▶ THE PROBLEM: Change "annotate" to "mark" in the part of the data that opens with the line containing "like x=80, y=423." and closes with the line containing "x=113, y=393". Write out only that part, with nothing else altered.

▶ Point labeling data:

====

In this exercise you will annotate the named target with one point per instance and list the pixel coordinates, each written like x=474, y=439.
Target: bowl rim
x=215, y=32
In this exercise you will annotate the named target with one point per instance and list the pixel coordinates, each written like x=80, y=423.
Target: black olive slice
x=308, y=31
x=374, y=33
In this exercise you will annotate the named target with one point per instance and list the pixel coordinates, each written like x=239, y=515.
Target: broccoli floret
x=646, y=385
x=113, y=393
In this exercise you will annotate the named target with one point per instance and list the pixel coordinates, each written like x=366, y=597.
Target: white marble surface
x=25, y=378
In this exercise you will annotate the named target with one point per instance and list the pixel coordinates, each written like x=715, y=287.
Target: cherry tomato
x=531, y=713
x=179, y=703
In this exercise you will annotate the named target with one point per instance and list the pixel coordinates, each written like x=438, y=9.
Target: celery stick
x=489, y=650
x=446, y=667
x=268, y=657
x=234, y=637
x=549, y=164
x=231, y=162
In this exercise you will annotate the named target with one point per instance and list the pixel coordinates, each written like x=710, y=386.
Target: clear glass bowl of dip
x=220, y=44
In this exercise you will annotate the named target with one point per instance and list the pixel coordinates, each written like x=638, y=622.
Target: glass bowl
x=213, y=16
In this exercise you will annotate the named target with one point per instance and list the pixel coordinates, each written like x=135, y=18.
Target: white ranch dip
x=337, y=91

====

▶ CORRECT ANSWER:
In this exercise you will mark the named target with one point per instance and list the pixel coordinates, each written like x=80, y=423.
Target: black olive slice
x=308, y=31
x=374, y=33
In this exercise you will mark the named target with one point per instance and list the pixel coordinates, each written like x=239, y=515.
Target: broccoli floret
x=646, y=385
x=113, y=393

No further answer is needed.